◆ What this task involves
Write the rows below, from the line containing "Does the image above contain any woven" up to and including the line containing "[0, 0, 752, 255]", as a JSON list of strings, one string per line, with blank lines left out.

• • • • •

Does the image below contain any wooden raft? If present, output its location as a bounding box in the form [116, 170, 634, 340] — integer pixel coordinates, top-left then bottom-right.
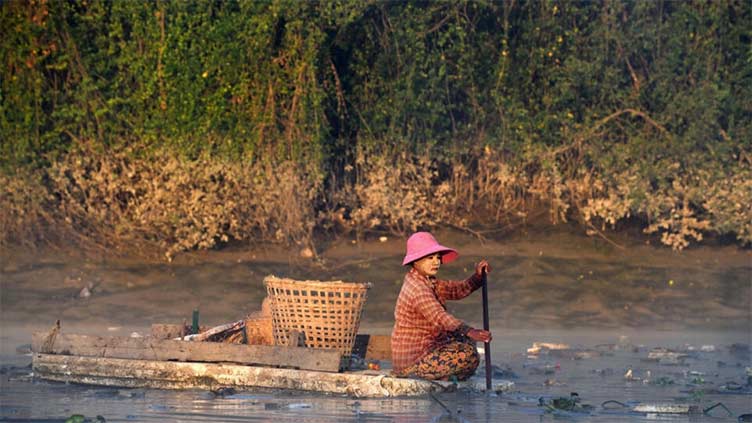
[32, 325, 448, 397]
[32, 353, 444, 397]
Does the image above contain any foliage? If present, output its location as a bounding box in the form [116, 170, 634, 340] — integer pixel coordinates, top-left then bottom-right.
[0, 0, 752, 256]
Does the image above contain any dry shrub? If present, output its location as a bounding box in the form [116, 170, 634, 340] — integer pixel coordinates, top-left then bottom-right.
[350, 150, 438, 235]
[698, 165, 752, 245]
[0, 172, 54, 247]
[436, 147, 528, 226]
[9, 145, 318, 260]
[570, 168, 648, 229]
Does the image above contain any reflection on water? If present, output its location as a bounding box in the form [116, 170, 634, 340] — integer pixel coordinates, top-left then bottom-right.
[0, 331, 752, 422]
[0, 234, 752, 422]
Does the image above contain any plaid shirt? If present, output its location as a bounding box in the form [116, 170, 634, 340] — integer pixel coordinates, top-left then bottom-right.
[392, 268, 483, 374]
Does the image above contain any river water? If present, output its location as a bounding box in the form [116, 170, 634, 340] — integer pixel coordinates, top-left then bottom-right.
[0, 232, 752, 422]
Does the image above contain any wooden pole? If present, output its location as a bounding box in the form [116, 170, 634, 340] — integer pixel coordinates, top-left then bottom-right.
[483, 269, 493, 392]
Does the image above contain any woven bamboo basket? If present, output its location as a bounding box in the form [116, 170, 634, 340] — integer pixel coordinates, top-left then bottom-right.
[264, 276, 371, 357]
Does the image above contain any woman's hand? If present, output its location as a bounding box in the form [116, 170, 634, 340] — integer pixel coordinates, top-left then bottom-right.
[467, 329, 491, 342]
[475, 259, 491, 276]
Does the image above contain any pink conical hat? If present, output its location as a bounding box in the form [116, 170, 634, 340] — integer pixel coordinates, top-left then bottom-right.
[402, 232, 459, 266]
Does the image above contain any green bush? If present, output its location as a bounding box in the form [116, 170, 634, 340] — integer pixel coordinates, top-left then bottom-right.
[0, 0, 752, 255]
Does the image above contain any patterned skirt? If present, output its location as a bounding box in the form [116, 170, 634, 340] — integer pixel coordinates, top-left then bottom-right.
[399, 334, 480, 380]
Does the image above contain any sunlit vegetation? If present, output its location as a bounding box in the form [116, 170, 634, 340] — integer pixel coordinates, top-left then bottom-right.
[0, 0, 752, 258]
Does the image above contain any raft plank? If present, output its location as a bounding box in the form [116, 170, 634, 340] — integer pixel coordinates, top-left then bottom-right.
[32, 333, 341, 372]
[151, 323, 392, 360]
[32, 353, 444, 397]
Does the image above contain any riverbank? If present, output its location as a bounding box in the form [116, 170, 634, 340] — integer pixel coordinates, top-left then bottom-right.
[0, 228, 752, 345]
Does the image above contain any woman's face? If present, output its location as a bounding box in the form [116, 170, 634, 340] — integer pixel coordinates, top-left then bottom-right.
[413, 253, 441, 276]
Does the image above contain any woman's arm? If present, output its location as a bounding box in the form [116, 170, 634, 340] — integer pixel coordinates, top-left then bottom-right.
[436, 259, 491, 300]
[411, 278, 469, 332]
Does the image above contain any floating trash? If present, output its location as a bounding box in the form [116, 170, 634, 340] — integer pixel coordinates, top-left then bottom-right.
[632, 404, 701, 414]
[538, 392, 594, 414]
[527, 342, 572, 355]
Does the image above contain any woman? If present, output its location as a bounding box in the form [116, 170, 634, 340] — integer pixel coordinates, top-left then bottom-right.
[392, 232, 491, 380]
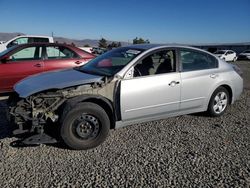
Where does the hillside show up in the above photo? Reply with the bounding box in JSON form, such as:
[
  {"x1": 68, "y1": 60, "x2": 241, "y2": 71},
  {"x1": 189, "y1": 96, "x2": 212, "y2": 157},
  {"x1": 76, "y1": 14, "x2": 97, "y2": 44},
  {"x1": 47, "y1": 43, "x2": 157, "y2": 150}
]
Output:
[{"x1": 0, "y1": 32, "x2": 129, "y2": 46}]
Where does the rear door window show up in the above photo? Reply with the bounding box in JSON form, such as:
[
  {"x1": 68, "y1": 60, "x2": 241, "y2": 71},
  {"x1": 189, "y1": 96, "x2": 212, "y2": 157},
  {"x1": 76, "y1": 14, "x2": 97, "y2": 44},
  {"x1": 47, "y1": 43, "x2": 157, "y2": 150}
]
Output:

• • • • •

◆ Solution for this exercise
[
  "Does the image above contain any woven bamboo basket? If present, output its location as a bounding box in the form [116, 170, 634, 340] — integer pixel coordinates, top-left then bottom-right.",
  "[264, 276, 371, 357]",
  "Does the image above contain any woman's hand? If present, output its location as a bounding box in the form [116, 170, 634, 340] — integer pixel coordinates, top-left then bottom-right.",
  "[467, 329, 491, 342]",
  "[475, 259, 491, 276]",
  "Does the image above contain any pink conical hat? If present, output its location as a bounding box in the form [116, 170, 634, 340] — integer pixel coordinates, top-left then bottom-right.",
  "[402, 232, 459, 266]",
  "Does the image above contain any green bush? If present, output its location as a bounding box in the form [116, 170, 634, 340] — integer pixel coordinates, top-left then bottom-right.",
  "[0, 0, 752, 255]"
]